• **What is asked**
Report every line of the listing below that contains the word "island", matching its case exactly.

══ Input data

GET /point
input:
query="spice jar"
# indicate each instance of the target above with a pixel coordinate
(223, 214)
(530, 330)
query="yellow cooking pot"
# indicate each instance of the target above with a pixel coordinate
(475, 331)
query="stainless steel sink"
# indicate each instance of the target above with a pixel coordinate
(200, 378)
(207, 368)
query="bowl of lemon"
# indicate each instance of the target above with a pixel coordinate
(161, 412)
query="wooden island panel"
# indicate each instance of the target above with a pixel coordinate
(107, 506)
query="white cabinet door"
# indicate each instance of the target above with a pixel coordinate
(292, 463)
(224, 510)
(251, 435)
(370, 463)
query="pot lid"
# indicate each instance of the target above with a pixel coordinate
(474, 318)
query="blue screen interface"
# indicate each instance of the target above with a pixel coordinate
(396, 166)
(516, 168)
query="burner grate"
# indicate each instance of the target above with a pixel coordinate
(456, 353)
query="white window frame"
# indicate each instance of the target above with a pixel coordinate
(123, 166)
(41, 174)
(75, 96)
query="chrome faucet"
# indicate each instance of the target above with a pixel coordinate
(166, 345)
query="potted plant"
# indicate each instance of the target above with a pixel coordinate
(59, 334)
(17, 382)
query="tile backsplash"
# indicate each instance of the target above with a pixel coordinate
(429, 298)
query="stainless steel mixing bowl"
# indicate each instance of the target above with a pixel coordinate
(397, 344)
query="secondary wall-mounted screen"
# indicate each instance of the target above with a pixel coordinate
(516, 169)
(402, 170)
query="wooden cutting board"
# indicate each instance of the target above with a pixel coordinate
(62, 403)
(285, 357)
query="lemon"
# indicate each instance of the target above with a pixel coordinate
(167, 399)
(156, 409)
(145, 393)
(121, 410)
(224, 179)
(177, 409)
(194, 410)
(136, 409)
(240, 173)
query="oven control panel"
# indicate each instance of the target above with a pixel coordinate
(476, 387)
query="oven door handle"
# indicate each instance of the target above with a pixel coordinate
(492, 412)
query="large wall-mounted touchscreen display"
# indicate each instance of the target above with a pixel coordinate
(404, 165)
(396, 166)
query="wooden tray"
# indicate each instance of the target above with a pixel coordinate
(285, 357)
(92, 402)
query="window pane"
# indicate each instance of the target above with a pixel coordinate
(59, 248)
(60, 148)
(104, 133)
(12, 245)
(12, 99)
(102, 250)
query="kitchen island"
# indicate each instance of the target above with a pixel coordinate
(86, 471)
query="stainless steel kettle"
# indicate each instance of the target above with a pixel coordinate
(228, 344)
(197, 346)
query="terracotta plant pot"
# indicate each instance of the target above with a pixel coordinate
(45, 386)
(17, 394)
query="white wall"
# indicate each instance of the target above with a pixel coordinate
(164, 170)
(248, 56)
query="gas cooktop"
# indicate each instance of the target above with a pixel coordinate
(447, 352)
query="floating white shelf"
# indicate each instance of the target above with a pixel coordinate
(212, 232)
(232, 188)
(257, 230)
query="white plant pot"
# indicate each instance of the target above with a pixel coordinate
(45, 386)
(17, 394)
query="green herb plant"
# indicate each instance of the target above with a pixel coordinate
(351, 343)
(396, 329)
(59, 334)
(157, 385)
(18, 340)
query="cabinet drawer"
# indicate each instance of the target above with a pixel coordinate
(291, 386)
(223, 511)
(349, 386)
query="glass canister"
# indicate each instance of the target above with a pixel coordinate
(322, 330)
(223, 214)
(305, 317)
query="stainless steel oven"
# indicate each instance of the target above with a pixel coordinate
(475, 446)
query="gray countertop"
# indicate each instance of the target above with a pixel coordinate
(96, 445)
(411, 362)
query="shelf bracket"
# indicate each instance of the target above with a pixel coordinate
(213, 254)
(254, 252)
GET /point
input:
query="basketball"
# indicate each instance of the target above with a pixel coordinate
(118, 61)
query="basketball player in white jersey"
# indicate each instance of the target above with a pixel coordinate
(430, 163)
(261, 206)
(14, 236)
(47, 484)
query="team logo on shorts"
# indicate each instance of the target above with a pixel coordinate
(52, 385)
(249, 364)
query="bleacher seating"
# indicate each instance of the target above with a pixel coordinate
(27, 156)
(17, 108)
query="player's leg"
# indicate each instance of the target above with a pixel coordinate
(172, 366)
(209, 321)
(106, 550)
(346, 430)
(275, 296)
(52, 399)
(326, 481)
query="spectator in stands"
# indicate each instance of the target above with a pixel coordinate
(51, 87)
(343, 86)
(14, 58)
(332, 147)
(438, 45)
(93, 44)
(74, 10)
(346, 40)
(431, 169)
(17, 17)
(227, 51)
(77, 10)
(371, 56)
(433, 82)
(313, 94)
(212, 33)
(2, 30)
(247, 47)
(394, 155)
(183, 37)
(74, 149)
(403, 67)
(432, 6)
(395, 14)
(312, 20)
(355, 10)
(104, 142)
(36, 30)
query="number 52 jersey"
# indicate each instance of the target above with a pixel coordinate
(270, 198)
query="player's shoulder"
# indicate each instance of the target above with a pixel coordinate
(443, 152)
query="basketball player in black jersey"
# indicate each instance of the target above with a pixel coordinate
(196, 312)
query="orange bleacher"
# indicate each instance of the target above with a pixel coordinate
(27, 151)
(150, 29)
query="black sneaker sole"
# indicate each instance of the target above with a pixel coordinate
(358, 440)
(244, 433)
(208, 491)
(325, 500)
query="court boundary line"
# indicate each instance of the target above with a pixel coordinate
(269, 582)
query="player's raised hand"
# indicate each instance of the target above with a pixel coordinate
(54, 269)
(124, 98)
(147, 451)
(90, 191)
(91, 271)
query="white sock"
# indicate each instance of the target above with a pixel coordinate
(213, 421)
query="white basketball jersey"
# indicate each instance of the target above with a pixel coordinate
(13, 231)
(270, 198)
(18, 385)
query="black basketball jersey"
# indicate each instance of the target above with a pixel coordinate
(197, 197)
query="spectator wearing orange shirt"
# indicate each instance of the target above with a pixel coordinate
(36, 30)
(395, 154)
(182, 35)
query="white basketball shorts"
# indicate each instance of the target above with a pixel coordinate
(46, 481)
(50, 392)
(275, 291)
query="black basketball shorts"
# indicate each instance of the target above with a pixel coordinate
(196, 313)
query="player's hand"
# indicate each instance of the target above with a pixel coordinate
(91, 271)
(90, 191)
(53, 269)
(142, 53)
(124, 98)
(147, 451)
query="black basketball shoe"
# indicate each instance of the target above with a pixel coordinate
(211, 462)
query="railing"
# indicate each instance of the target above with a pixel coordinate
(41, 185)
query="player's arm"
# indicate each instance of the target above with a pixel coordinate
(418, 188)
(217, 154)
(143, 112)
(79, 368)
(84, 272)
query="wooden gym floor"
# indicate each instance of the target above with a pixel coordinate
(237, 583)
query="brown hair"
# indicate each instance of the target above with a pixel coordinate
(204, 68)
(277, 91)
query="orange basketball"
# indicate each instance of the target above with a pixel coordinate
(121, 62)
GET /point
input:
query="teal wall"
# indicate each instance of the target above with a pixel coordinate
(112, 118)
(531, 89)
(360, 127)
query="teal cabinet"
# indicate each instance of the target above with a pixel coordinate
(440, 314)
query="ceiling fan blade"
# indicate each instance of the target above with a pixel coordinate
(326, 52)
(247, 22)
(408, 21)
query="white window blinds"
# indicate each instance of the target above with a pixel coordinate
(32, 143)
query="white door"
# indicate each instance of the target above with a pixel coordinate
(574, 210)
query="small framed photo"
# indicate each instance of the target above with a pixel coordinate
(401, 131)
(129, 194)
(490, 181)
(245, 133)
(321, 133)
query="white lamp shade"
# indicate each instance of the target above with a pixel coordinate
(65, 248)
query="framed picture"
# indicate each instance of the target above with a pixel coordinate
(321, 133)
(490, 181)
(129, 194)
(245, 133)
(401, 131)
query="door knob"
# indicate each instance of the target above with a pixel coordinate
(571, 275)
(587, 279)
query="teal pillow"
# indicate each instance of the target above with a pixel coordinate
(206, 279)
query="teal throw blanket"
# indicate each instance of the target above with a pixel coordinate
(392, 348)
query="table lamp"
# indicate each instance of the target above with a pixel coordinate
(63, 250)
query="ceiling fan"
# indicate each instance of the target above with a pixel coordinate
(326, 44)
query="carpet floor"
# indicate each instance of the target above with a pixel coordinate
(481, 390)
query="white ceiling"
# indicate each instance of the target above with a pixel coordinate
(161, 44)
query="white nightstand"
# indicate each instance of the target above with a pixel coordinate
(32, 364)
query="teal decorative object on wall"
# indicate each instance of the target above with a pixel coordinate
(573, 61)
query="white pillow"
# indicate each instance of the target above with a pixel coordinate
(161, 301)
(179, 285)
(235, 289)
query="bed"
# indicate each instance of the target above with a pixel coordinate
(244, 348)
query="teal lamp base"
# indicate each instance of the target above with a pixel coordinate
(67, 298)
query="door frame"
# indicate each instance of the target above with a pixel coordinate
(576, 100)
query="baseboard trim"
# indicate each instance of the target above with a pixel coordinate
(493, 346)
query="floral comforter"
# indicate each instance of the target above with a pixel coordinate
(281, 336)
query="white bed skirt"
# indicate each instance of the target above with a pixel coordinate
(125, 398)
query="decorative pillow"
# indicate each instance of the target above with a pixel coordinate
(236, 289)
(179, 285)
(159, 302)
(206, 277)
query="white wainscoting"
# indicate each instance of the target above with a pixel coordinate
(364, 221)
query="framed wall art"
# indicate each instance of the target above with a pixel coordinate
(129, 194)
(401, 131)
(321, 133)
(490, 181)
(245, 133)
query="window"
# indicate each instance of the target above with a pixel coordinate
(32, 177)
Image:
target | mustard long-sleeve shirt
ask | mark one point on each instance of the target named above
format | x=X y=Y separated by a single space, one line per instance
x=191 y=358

════

• **Answer for the task**
query="wooden island panel"
query="kitchen island"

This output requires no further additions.